→ **Text block**
GRL Cover Caption
The GUVI far ultraviolet imager on the TIMED spacecraft observed a
substantial increase in atmospheric dayglow during the M-class solar flare
on August 4 2002. The color image shows a full day of Earth-disk dayglow
observations between 50oN and 50oS from GUVI's 135.6 spectral channel
(dominated by atomic oxygen 135.6 nm emission and corrected for slant path
effects) during 14 contiguous TIMED orbits (progressing with time from
right to left in the image). The large black dots show the satellite
locations at the times given on the UT scale. The enhanced emission left of
image-center (orbit showing satellite location at 10.70 UT) corresponds to
the flare, evident also in enhanced solar X-ray (GOES-8) and EUV (SOHO/SEM)

→ **Entries**
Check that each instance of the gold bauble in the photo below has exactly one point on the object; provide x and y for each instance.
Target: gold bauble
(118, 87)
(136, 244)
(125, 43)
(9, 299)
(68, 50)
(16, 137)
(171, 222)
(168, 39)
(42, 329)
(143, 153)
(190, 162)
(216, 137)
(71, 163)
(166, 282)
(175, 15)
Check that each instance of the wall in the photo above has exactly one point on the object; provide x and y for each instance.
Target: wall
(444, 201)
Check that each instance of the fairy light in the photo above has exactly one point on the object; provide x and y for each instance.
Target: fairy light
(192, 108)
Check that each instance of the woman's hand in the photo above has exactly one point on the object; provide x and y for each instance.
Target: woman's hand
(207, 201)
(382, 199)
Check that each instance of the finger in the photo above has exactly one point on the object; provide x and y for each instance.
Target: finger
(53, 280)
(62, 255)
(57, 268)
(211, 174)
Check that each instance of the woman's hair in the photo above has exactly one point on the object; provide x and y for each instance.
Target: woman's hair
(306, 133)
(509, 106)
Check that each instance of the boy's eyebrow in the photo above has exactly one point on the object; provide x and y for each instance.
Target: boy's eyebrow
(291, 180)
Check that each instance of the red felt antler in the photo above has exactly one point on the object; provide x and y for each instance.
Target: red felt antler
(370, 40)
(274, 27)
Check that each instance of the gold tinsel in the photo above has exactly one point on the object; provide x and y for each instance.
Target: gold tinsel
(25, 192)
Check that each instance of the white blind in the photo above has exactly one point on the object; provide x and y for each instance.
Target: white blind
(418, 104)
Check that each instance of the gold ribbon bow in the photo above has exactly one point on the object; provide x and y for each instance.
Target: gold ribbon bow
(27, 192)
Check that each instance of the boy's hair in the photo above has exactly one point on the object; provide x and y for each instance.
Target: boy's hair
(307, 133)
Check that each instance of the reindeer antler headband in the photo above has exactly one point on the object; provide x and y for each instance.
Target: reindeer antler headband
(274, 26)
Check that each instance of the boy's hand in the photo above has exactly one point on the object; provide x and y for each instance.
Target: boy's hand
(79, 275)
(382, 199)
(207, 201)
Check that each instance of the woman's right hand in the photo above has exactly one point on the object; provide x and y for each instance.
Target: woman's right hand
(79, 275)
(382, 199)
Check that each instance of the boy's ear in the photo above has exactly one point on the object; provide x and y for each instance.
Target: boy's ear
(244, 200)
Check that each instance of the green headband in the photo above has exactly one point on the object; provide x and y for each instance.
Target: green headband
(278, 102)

→ **The tasks**
(a) In the cover caption:
(i) Which spacecraft carries the GUVI far ultraviolet imager?
(ii) How many contiguous orbits does the color image cover?
(iii) What do the large black dots show?
(b) Can you give the cover caption again, everything from "GRL Cover Caption" down to "and EUV (SOHO/SEM)", substituting "airglow" for "dayglow"?

→ **Responses per task**
(a)
(i) The TIMED spacecraft.
(ii) 14 contiguous TIMED orbits.
(iii) The satellite locations at the times given on the UT scale.

(b)
GRL Cover Caption
The GUVI far ultraviolet imager on the TIMED spacecraft observed a
substantial increase in atmospheric airglow during the M-class solar flare
on August 4 2002. The color image shows a full day of Earth-disk airglow
observations between 50oN and 50oS from GUVI's 135.6 spectral channel
(dominated by atomic oxygen 135.6 nm emission and corrected for slant path
effects) during 14 contiguous TIMED orbits (progressing with time from
right to left in the image). The large black dots show the satellite
locations at the times given on the UT scale. The enhanced emission left of
image-center (orbit showing satellite location at 10.70 UT) corresponds to
the flare, evident also in enhanced solar X-ray (GOES-8) and EUV (SOHO/SEM)